> _Problem statement_:
Copy the lines below word for word, starting with the line that contains "Mark one point on each instance of the lake" and going on through the line that contains "pixel 162 385".

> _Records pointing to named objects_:
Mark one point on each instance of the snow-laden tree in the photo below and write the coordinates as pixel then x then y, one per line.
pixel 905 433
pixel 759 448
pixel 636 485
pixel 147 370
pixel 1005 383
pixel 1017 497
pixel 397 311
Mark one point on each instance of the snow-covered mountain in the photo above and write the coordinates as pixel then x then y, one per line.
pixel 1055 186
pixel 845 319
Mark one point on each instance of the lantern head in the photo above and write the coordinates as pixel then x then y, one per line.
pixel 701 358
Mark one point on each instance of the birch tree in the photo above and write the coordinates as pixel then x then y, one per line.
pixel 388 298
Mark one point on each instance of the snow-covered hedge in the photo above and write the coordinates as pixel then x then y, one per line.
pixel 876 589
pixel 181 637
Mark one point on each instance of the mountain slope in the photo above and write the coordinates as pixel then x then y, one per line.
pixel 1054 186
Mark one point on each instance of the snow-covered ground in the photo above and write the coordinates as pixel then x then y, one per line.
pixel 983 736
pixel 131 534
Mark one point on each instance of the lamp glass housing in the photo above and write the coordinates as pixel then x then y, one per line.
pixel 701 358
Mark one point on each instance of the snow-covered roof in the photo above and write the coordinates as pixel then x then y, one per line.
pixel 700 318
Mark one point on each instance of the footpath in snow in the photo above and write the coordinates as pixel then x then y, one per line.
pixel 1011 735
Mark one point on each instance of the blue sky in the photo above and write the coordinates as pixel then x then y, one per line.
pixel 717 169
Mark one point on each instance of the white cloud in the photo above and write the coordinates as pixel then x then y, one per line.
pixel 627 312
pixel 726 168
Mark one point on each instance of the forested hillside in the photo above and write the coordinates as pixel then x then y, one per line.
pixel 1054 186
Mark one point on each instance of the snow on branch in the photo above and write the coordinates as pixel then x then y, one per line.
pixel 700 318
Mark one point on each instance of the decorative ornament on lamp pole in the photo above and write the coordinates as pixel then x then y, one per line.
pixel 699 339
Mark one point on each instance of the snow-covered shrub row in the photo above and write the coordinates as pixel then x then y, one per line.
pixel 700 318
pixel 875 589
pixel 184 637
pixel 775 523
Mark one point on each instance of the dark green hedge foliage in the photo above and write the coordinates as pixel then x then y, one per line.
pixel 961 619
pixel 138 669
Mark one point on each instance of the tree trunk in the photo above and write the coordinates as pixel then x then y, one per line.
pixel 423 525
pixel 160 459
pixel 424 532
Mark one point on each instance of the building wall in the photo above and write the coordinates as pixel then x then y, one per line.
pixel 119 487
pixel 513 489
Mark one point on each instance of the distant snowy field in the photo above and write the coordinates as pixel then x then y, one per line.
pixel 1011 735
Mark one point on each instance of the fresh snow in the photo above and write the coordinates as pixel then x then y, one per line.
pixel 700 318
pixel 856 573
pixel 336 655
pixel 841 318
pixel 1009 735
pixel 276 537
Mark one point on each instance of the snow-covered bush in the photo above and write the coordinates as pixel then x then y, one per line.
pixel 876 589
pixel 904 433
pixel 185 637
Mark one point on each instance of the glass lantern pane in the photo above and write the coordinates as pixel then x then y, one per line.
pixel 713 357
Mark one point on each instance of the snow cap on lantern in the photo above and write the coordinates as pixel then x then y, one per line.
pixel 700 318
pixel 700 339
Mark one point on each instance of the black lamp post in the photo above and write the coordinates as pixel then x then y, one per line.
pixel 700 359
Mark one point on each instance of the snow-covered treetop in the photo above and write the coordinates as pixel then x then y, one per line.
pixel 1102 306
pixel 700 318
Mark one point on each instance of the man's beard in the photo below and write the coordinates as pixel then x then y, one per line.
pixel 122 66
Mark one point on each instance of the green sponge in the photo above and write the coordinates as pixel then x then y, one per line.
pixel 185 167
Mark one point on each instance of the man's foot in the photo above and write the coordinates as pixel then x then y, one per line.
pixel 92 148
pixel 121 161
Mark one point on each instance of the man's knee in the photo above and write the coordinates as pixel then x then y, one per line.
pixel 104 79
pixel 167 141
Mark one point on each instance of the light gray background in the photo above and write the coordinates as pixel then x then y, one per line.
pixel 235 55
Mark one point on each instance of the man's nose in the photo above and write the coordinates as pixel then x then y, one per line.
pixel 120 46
==
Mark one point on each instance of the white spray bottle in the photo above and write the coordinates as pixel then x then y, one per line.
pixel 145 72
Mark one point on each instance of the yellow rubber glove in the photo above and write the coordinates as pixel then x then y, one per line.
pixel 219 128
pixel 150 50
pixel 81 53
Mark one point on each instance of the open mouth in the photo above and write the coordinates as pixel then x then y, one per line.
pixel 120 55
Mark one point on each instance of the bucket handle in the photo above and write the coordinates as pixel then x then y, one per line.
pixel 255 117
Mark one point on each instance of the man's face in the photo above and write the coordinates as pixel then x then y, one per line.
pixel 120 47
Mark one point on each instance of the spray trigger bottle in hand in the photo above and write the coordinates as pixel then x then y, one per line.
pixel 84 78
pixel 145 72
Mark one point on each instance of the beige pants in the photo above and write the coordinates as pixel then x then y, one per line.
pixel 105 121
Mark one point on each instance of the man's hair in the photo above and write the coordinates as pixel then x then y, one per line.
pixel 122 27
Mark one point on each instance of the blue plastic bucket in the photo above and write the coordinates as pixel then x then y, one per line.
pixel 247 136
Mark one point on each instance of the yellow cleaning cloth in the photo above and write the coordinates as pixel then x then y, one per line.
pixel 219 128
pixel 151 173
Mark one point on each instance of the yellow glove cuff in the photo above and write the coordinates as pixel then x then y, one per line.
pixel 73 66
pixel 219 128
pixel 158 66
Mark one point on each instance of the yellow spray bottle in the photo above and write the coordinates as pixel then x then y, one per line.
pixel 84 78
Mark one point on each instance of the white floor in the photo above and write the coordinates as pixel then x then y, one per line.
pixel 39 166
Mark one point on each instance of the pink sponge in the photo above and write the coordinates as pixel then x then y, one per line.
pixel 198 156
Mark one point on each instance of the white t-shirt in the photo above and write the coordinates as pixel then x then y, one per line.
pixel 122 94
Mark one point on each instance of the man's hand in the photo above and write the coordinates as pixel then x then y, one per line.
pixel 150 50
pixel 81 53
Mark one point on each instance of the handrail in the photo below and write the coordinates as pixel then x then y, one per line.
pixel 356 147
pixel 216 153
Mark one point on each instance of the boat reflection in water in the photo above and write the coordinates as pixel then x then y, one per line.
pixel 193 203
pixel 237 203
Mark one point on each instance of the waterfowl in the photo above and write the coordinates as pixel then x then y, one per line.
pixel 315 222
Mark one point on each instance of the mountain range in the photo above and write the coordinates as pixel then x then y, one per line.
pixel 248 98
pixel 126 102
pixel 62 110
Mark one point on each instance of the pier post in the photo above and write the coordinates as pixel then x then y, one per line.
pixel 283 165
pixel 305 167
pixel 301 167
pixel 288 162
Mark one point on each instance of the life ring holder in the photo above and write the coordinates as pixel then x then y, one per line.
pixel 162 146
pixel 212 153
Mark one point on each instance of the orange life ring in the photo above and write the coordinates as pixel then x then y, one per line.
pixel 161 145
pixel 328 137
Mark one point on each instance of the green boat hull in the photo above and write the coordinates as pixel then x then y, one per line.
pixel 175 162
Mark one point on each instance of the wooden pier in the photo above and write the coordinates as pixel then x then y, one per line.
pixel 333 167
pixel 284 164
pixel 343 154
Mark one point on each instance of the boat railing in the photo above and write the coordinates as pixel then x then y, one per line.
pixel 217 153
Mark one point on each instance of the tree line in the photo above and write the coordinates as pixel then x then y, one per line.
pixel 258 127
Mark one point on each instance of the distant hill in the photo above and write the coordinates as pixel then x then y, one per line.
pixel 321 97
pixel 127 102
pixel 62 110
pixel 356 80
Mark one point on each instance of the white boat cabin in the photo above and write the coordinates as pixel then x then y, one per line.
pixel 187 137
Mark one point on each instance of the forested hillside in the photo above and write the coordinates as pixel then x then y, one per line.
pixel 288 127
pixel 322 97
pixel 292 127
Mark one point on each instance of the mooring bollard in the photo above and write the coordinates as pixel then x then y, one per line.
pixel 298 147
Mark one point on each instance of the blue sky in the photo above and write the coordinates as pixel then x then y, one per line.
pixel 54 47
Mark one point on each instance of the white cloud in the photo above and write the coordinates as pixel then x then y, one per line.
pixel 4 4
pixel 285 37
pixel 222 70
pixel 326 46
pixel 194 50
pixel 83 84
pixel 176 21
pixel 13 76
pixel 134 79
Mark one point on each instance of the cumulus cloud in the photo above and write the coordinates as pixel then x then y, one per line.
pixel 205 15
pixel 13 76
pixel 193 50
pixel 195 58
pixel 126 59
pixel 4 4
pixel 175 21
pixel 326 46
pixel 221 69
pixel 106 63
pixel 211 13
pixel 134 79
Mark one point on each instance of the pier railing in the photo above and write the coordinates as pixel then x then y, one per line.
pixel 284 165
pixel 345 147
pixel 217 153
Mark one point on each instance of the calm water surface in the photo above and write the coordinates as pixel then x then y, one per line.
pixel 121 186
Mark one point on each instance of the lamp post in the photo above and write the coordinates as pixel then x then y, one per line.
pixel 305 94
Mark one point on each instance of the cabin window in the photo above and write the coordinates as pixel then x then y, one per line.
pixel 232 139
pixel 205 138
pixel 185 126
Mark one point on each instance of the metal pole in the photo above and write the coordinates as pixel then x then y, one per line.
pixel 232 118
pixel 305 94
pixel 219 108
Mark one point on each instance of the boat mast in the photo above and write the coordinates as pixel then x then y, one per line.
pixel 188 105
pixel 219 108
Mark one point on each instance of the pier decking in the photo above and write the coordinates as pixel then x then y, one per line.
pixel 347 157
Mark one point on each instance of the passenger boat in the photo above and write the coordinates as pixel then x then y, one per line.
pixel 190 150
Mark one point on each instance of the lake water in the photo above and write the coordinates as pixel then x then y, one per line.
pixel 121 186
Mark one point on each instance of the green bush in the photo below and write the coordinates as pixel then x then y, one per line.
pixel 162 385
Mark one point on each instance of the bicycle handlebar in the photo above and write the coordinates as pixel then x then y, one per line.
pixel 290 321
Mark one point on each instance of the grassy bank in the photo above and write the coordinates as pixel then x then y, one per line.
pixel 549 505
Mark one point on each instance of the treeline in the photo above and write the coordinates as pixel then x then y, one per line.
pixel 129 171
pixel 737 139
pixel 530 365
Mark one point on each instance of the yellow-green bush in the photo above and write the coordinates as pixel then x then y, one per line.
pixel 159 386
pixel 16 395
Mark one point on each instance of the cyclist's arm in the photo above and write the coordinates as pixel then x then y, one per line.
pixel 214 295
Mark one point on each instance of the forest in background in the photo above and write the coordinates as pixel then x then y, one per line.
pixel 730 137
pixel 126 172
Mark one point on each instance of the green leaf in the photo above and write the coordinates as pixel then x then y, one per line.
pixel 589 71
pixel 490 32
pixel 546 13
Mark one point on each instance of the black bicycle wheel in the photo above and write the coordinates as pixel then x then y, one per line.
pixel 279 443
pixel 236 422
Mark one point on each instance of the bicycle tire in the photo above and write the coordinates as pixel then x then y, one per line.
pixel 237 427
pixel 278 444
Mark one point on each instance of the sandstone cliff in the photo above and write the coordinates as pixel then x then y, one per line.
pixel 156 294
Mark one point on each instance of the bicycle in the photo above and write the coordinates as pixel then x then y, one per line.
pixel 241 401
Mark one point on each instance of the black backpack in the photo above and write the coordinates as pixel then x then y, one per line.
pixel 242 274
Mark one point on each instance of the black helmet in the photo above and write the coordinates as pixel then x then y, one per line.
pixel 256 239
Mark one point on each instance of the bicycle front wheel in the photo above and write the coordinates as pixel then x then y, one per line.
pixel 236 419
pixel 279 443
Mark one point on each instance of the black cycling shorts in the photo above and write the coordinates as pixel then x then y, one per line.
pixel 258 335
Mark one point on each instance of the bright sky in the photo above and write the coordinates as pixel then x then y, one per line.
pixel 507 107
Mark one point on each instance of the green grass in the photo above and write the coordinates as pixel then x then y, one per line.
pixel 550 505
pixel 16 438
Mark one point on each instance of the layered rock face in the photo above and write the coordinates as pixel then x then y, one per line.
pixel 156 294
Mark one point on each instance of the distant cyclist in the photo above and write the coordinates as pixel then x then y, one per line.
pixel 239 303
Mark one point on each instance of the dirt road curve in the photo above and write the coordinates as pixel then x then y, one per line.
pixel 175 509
...
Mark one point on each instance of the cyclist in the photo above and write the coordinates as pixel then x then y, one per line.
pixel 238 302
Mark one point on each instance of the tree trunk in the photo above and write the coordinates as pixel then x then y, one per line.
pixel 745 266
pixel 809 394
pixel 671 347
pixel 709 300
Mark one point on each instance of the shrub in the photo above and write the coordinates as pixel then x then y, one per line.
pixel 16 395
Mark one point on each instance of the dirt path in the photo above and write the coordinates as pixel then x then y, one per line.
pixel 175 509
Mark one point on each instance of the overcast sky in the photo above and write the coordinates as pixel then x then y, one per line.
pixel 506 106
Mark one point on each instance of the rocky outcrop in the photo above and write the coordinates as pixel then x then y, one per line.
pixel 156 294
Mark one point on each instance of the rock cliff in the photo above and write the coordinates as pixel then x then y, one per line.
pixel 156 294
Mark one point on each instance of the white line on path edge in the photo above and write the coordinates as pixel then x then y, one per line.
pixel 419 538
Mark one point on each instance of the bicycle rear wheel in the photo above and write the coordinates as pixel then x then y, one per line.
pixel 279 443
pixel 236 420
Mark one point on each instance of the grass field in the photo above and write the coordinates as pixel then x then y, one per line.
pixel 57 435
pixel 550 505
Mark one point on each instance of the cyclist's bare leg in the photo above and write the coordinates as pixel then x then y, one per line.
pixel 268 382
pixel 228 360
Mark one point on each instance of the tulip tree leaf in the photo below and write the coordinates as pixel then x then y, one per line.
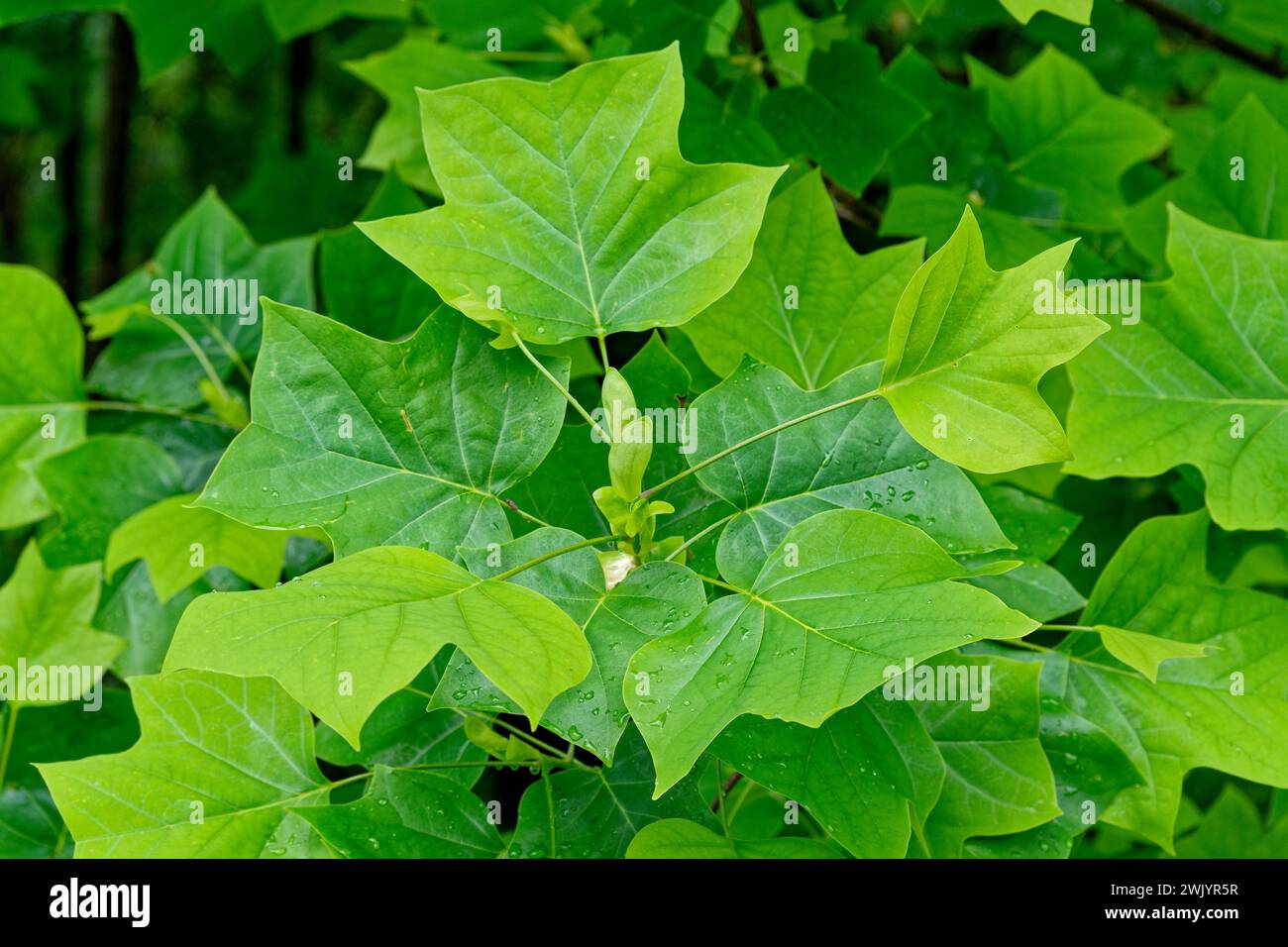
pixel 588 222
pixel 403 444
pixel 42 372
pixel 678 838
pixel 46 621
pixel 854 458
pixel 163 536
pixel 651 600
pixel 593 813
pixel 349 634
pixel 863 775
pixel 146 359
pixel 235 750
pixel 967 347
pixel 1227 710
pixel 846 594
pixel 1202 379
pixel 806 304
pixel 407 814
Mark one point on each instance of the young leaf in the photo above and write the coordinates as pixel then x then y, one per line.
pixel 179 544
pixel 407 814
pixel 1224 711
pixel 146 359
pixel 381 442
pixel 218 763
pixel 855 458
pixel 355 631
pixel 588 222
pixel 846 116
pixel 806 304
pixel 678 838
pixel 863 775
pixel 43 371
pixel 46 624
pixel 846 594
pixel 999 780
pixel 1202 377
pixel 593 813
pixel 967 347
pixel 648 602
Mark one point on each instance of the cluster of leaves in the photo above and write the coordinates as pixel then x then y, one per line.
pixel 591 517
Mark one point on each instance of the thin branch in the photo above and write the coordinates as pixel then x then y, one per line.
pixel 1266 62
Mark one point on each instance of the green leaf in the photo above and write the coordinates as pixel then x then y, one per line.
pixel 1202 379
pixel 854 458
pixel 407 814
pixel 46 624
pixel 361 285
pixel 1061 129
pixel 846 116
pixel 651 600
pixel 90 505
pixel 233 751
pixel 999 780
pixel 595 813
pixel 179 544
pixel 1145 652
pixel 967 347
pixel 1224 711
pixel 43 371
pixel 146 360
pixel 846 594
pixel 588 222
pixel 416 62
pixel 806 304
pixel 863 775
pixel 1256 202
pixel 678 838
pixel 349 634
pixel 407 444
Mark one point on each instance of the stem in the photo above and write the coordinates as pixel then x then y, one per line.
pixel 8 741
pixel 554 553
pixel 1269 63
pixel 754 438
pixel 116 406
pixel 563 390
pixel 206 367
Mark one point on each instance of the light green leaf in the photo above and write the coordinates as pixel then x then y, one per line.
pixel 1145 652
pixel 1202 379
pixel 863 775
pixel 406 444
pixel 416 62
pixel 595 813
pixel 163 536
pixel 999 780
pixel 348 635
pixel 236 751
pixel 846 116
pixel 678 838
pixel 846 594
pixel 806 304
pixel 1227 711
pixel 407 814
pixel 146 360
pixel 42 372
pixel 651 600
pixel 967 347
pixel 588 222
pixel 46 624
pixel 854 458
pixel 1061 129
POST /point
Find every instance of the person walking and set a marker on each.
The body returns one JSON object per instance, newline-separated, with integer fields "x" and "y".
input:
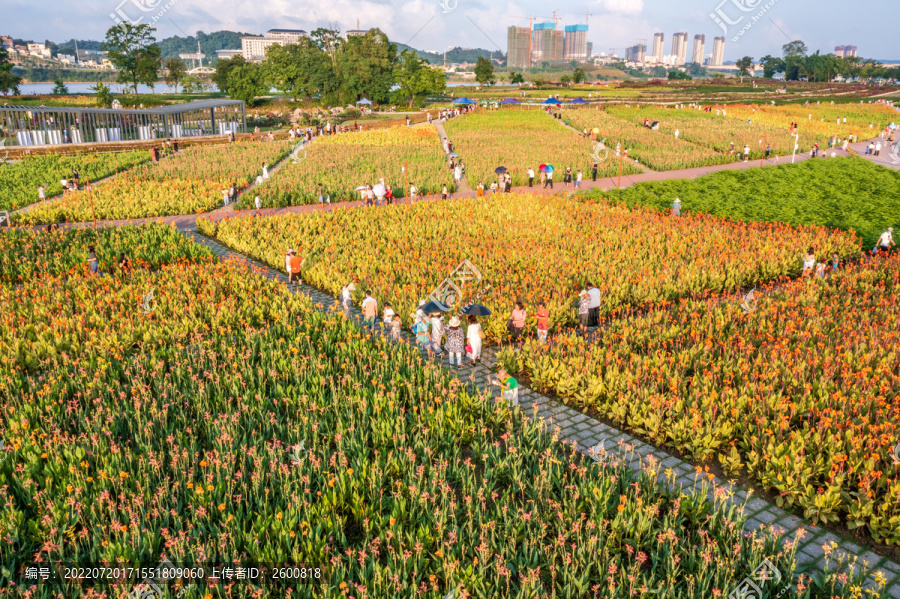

> _Full output_:
Mark one point on each instance of the lake water in the photo above and write the coordinates as pixel then x then y, one per line.
pixel 121 186
Mark one point on each instance of the green bush in the photo below and write the coordinates as pixel then x then y, one per line.
pixel 162 385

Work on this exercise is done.